-- Entries shown follows --
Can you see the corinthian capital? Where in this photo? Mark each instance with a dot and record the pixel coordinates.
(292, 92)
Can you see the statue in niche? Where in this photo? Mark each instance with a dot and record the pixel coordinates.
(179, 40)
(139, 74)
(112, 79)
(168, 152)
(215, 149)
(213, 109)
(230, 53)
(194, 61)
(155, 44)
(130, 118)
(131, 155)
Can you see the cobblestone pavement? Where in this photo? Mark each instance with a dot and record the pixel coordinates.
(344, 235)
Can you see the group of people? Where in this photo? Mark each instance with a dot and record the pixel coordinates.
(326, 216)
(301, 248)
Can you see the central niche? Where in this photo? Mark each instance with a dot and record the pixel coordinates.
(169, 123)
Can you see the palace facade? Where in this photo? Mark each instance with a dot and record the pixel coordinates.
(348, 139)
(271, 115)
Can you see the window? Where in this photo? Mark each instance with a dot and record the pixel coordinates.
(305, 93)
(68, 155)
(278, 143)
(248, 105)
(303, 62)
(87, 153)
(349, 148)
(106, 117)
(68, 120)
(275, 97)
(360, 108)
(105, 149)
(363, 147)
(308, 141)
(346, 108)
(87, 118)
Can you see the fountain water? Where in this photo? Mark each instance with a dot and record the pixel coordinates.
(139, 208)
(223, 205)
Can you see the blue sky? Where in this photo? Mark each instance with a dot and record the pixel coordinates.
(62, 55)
-- Entries shown concluded --
## [Activity]
Transcribe the data above verbatim.

## [Answer space]
Can you see the corinthian capital? Where in this photo? Mark each instance with a dot and record the pixel coordinates.
(292, 92)
Can you see the statue in niche? Where in this photo? Mark each instance with a dot and record the pixel coordinates.
(179, 40)
(139, 74)
(112, 79)
(168, 152)
(215, 149)
(213, 109)
(230, 53)
(194, 61)
(155, 44)
(130, 118)
(131, 155)
Can you see the cobblestone pavement? Where in this photo? Mark each instance with a dot and record the pixel coordinates.
(344, 235)
Can you see the group of people? Where in this photo? Mark each instance with a dot and record the pixel coordinates.
(326, 216)
(301, 248)
Can you see the central niche? Where in this photo? Mark each instance with a dot and record the pixel coordinates.
(169, 123)
Can you see the palace facade? Where in this photo? Mark each instance with a dot and record the pixel coordinates.
(348, 139)
(271, 115)
Can you see the window? Where in this photo? Mark each instance with a dot and record the pixel coordinates.
(305, 93)
(68, 155)
(278, 143)
(248, 105)
(303, 62)
(87, 153)
(349, 148)
(106, 117)
(68, 120)
(275, 97)
(360, 108)
(105, 149)
(363, 147)
(308, 141)
(346, 108)
(87, 118)
Can you see the fountain water? Where in this photo? Mark each instance with a dot and record the pixel coordinates.
(139, 208)
(223, 205)
Can you see the blue sky? Where in this photo? Mark each instance with a dot and record the pixel coordinates.
(62, 55)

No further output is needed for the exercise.